About this task:
Apart from the pictures, every line below is to be set down exactly.

Records supplied:
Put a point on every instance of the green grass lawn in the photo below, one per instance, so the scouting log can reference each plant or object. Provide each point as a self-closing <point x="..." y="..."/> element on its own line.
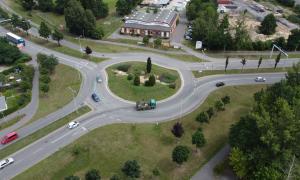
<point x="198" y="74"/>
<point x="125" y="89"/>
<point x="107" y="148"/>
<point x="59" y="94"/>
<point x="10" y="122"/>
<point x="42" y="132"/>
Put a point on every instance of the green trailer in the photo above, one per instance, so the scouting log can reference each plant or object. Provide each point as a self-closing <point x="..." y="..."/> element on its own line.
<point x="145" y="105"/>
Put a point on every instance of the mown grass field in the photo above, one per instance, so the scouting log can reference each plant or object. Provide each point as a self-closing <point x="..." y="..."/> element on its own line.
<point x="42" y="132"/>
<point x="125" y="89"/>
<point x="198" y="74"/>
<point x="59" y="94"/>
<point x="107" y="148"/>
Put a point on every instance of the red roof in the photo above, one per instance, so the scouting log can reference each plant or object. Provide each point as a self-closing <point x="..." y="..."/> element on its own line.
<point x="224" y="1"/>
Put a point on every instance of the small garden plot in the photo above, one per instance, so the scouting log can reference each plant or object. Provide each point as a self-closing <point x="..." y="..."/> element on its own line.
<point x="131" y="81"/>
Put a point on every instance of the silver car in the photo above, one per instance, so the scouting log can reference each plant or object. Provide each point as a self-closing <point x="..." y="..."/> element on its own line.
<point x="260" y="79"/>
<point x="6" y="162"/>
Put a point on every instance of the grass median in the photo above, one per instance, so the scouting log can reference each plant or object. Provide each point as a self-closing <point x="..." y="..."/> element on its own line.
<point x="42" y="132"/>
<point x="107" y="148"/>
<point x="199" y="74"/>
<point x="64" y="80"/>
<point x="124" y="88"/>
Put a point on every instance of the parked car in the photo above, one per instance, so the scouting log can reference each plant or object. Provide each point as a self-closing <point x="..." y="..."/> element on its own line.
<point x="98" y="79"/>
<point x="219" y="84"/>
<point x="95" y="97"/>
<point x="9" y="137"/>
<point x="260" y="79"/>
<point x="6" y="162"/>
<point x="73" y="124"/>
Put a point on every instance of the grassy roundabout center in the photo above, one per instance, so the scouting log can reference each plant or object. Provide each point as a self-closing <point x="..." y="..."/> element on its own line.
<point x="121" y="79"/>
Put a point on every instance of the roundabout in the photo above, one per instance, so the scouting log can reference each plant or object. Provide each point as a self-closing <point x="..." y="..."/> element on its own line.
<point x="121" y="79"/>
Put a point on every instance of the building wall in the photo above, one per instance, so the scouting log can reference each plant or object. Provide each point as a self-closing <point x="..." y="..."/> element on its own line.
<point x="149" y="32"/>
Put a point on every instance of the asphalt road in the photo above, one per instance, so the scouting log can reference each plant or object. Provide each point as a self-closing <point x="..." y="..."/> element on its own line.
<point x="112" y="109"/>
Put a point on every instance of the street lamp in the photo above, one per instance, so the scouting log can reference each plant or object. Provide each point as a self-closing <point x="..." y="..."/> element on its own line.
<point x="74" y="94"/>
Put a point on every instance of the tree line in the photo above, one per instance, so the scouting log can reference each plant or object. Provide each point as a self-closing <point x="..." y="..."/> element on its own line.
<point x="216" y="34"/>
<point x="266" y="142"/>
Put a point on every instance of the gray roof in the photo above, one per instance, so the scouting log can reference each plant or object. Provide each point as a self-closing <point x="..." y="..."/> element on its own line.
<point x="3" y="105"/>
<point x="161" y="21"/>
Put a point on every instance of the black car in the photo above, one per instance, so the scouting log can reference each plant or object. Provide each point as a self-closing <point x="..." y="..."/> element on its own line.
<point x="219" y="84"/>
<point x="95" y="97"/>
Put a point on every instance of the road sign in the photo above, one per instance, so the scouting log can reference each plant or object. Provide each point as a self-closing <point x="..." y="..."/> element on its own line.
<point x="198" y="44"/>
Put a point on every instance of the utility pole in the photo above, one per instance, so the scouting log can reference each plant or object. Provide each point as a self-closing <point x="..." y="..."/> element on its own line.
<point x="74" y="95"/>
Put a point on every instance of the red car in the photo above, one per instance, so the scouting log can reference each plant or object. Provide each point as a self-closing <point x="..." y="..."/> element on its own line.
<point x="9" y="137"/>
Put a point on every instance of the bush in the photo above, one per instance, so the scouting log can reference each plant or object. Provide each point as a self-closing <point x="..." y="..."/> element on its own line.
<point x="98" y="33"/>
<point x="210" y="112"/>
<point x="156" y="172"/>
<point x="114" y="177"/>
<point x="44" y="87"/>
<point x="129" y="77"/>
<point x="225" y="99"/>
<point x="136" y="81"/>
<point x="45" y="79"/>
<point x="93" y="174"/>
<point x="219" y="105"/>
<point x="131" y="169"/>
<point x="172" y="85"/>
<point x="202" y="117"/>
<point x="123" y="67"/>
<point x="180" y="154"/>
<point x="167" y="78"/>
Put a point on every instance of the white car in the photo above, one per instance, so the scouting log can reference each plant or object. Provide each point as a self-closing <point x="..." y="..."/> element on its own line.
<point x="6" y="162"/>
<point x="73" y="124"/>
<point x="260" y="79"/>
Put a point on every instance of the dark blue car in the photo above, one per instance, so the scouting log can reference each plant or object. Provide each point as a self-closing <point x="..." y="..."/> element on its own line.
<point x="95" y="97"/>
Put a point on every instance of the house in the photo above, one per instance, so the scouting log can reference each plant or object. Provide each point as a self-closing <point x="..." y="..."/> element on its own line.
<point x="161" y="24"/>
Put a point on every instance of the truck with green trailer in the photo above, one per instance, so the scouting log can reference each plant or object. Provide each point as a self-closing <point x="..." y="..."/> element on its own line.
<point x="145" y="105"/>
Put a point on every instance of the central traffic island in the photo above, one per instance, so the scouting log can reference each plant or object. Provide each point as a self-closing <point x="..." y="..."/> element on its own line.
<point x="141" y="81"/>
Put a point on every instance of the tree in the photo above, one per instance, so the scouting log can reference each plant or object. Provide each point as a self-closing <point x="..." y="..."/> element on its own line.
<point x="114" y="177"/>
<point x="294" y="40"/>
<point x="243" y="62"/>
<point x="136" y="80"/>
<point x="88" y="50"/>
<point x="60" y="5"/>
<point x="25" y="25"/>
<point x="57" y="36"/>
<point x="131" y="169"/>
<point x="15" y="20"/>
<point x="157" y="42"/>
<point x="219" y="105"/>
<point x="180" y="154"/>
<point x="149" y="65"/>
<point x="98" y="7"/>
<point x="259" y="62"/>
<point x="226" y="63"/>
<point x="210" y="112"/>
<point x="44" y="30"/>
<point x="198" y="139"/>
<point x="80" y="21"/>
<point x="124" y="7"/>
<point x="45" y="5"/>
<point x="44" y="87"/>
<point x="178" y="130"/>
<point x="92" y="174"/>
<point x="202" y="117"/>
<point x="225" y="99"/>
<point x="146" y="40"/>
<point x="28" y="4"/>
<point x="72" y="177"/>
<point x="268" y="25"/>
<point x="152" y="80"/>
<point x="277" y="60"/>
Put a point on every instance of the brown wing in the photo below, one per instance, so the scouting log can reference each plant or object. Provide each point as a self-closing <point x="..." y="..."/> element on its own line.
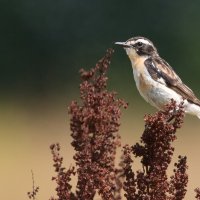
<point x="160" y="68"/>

Answer box:
Put a point on every instance of the green grass lawn in the photo below, one per instance, so the scouting log can reference each plant or object. Provide each point as a self-closing <point x="..." y="..."/> element on its own line.
<point x="198" y="74"/>
<point x="125" y="89"/>
<point x="107" y="148"/>
<point x="59" y="94"/>
<point x="10" y="122"/>
<point x="42" y="132"/>
Put a point on every instance of the green trailer in the photo above, one per instance, so the scouting log can reference each plant or object. Provide each point as a self-closing <point x="..." y="..."/> element on its own line.
<point x="145" y="105"/>
Put a point on every instance of the mown grass field in the photo above, one per instance, so the scouting log can reference each plant or object. Provide each point as a self-closing <point x="..." y="..."/> element on its own line.
<point x="42" y="132"/>
<point x="125" y="89"/>
<point x="198" y="74"/>
<point x="59" y="94"/>
<point x="107" y="148"/>
Put a point on every instance of the red roof in the photo above, one per instance, so the scouting log can reference each plant or object. Provide each point as a self-closing <point x="..." y="..."/> element on its own line.
<point x="224" y="1"/>
Put a point on every instance of the small garden plot in the photo above, one per instance, so the scouting log can reference each plant or object. Provide each point as a self-closing <point x="..." y="..."/> element on its own line.
<point x="131" y="81"/>
Put a point on every instance of the silver car in the photo above, one per instance, so the scouting log can reference each plant or object. Provide each point as a self-closing <point x="..." y="..."/> element on its own line.
<point x="260" y="79"/>
<point x="6" y="162"/>
Put a point on every instance of the grass median in the photo above, one per instance, so the scouting log can reference each plant or object. Provide each point as a self-closing <point x="..." y="..."/> element on its own line.
<point x="42" y="132"/>
<point x="107" y="148"/>
<point x="199" y="74"/>
<point x="64" y="80"/>
<point x="124" y="88"/>
Put a point on every instance of the parked car in the photo above, one per instance, so the scouting log can reference each plant or object. Provide each point as a self-closing <point x="..." y="..."/> element on its own line.
<point x="98" y="79"/>
<point x="219" y="84"/>
<point x="95" y="97"/>
<point x="9" y="137"/>
<point x="260" y="79"/>
<point x="6" y="162"/>
<point x="73" y="124"/>
Put a point on every instance of the grassy roundabout center in the photo above, one per instance, so the scouting log can reference each plant or object. Provide each point as a self-closing <point x="..." y="..."/> element on its own line.
<point x="121" y="79"/>
Put a point on every instance of the roundabout in the photo above, one per instance, so the scouting log can reference each plant or object. Provide each point as a self-closing <point x="..." y="..."/> element on its own line.
<point x="121" y="79"/>
Put a point on every instance of the building wall in the photo above, one per instance, so the scouting log can reference each plant or object. Provide each point as a self-closing <point x="..." y="..."/> element on its own line.
<point x="149" y="32"/>
Put a point on every instance of the asphalt road in the photo above, one per instance, so the scouting log can reference each plant or object. Provide each point as a self-closing <point x="..." y="..."/> element on its own line.
<point x="112" y="109"/>
Put a point on every instance of the street lamp in the photo above, one per instance, so the scouting log can reference each plant or object. Provide each point as a self-closing <point x="..." y="..."/> element on its own line.
<point x="74" y="94"/>
Put a point on every instance of the tree line in the photo above, one per instance, so the scouting log can reference each plant or object. Provide each point as a self-closing <point x="..." y="..."/> element on its own line.
<point x="216" y="34"/>
<point x="266" y="142"/>
Put a point on every instance of the gray roof in the photo above, one per instance, so the scouting log can reference each plant or object. Provide each point as a self-closing <point x="..." y="..."/> element on its own line.
<point x="3" y="105"/>
<point x="161" y="21"/>
Put a point on every instance of the black car in the photo above, one per instance, so the scouting log can reference each plant or object. Provide each point as a self-closing <point x="..." y="..."/> element on its own line.
<point x="219" y="84"/>
<point x="95" y="97"/>
Put a point on every instance of the road sign in the photo above, one per instance, so the scouting log can reference each plant or object. Provide each point as a self-closing <point x="..." y="..."/> element on its own line.
<point x="198" y="44"/>
Put a point on every instance of the utility pole in the photo above, one per instance, so the scouting log can reference each plant or object. Provide each point as a self-closing <point x="..." y="..."/> element on its own line.
<point x="74" y="95"/>
Put a point on every instance of the red car in the photo above, one per instance, so the scouting log can reference each plant or object. Provide each point as a self-closing <point x="..." y="..."/> element on its own line.
<point x="9" y="137"/>
Put a point on every instance of the bush in the photo above, one per instance, so the scouting log can reference each plant or object. Provide each point as a self-closing <point x="..." y="..."/> element on its own line.
<point x="98" y="33"/>
<point x="210" y="112"/>
<point x="156" y="172"/>
<point x="114" y="177"/>
<point x="44" y="87"/>
<point x="129" y="77"/>
<point x="225" y="99"/>
<point x="136" y="81"/>
<point x="45" y="79"/>
<point x="93" y="174"/>
<point x="219" y="105"/>
<point x="131" y="169"/>
<point x="172" y="85"/>
<point x="202" y="117"/>
<point x="123" y="67"/>
<point x="180" y="154"/>
<point x="167" y="78"/>
Put a point on every instance of the white car in the photo above, one per instance, so the scouting log can reference each plant or object. Provide each point as a self-closing <point x="..." y="..."/> element on its own line.
<point x="6" y="162"/>
<point x="73" y="124"/>
<point x="260" y="79"/>
Put a point on every instance of the dark blue car in the photo above, one per instance, so the scouting log can reference each plant or object. Provide each point as a self-closing <point x="..." y="..."/> element on its own line.
<point x="95" y="97"/>
Put a point on every instance of the house in the photo above, one per instance, so the scouting log can reference each plant or object. Provide each point as a self-closing <point x="..." y="..."/> element on its own line.
<point x="161" y="24"/>
Put a point on every instance of the truck with green trailer in the photo above, one per instance, so the scouting log can reference each plant or object. Provide each point as a self-closing <point x="..." y="..."/> element on its own line.
<point x="145" y="105"/>
Put a point on every instance of the central traffic island in the photo above, one per instance, so the scouting log can reference each plant or object. Provide each point as a self-closing <point x="..." y="..."/> element on its own line.
<point x="141" y="81"/>
Put a point on every instance of the tree in the photo above, one per instance, so the scouting log can reference each plant or object. Provide each point as a self-closing <point x="..." y="..."/> element on its own line.
<point x="114" y="177"/>
<point x="294" y="40"/>
<point x="243" y="62"/>
<point x="136" y="80"/>
<point x="88" y="50"/>
<point x="60" y="5"/>
<point x="25" y="25"/>
<point x="57" y="36"/>
<point x="131" y="169"/>
<point x="15" y="20"/>
<point x="157" y="42"/>
<point x="219" y="105"/>
<point x="180" y="154"/>
<point x="149" y="65"/>
<point x="98" y="7"/>
<point x="259" y="62"/>
<point x="226" y="63"/>
<point x="210" y="112"/>
<point x="44" y="30"/>
<point x="198" y="139"/>
<point x="80" y="21"/>
<point x="124" y="7"/>
<point x="45" y="5"/>
<point x="44" y="87"/>
<point x="178" y="130"/>
<point x="92" y="174"/>
<point x="202" y="117"/>
<point x="225" y="99"/>
<point x="146" y="40"/>
<point x="28" y="4"/>
<point x="72" y="177"/>
<point x="268" y="25"/>
<point x="152" y="80"/>
<point x="277" y="60"/>
Put a point on every instance of the brown wing in the photo below, one per instance, so the scouting log can reference each plant or object. Provide each point as a self-closing <point x="..." y="..."/> element on its own line.
<point x="160" y="68"/>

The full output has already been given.